*Passage to read*.
· · · ·
PORT COLBORNE, Ont. -- Thirteen Greenpeace activists and a freelance videographer were charged with piracy by a state prosecutor on Wednesday for their part in a protest against an oil platform in the Russian Arctic.
Port Colborne’s Paul Ruzycki is not among those charged.
“They’re going after the junior members first,” Ruzycki’s sister Patti Stirling said Wednesday.
Stirling said her brother, chief mate of the Greenpeace vessel Arctic Sunrise, and the captain could face the same charges as the rest of the crew. Russian authorities detained the ship two weeks ago.
The piracy charges carry a maximum 15-year jail sentence. The Russians are expected to charge the remaining 16 people from the ship, including a freelance photographer, on Thursday.
Stirling said she’s concerned about the conditions in jail, and said one of the first things her brother asked for when visited by a Canadian consular official was drinkable water.
· · · ·
*Provided records*.

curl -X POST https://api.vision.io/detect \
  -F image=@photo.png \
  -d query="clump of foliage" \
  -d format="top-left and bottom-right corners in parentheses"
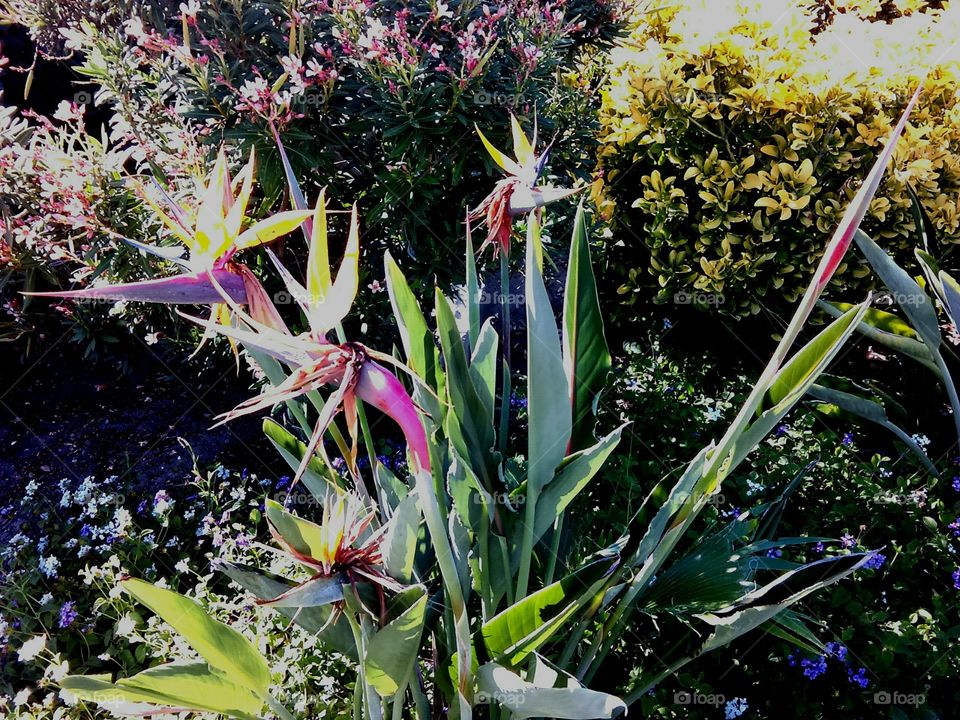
top-left (594, 0), bottom-right (960, 315)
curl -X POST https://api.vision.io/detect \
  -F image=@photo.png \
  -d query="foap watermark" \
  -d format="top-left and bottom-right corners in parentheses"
top-left (673, 690), bottom-right (727, 707)
top-left (479, 290), bottom-right (527, 307)
top-left (873, 685), bottom-right (929, 707)
top-left (673, 290), bottom-right (726, 307)
top-left (473, 90), bottom-right (527, 108)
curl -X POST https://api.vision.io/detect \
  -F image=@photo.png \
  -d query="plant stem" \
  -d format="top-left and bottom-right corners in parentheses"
top-left (500, 252), bottom-right (511, 455)
top-left (267, 694), bottom-right (296, 720)
top-left (517, 483), bottom-right (540, 600)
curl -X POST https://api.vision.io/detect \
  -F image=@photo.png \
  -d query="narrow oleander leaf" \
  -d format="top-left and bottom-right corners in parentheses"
top-left (220, 562), bottom-right (357, 659)
top-left (480, 560), bottom-right (613, 667)
top-left (120, 578), bottom-right (270, 697)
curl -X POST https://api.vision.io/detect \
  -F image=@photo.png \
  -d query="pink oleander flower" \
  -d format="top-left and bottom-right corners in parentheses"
top-left (470, 114), bottom-right (584, 256)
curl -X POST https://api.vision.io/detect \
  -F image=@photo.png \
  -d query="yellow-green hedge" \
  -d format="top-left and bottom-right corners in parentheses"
top-left (593, 0), bottom-right (960, 315)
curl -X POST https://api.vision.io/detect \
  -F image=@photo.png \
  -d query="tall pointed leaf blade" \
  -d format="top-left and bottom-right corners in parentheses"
top-left (307, 188), bottom-right (333, 303)
top-left (381, 494), bottom-right (420, 583)
top-left (526, 215), bottom-right (573, 492)
top-left (856, 231), bottom-right (941, 350)
top-left (533, 425), bottom-right (626, 541)
top-left (510, 113), bottom-right (535, 167)
top-left (477, 663), bottom-right (627, 720)
top-left (767, 304), bottom-right (867, 406)
top-left (563, 202), bottom-right (611, 451)
top-left (480, 560), bottom-right (613, 666)
top-left (363, 587), bottom-right (427, 697)
top-left (383, 252), bottom-right (442, 392)
top-left (120, 578), bottom-right (270, 697)
top-left (698, 553), bottom-right (873, 654)
top-left (940, 270), bottom-right (960, 328)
· · · ·
*Activity 1*. From the Greenpeace piracy article, list each number that counts people or measures time, with what it refers to.
*Activity 2*. According to the Greenpeace piracy article, what position does Paul Ruzycki hold on the Arctic Sunrise?
*Activity 3*. Write the next few sentences of the Greenpeace piracy article, picking up after its final sentence.

*Expected output 1*.
- Thirteen: the Greenpeace activists charged with piracy on Wednesday
- 15 years: the maximum jail sentence for the piracy charges
- 16: the remaining people from the ship expected to be charged on Thursday
- Two weeks: how long ago Russian authorities detained the ship

*Expected output 2*. He is the ship's chief mate.

*Expected output 3*.
“They brought him a 10 litre bottle ... his medication finally arrived along with a care package of socks. He said to tell everyone he is OK and thank them for their support,” Stirling said.
Greenpeace International executive director Kumi Naidoo said in a release the piracy charge is an outrage and represents nothing less than an “assault on the very principle of peaceful protest.”
“Any claim that these activists are pirates is as absurd as it is abominable,” Naidoo said. “This is now the most serious threat to Greenpeace’s peaceful environmental activism since agents of the French secret service bombed the Rainbow Warrior and killed our colleague Fernando Pereira because we stood against French nuclear weapons testing in the Pacific.”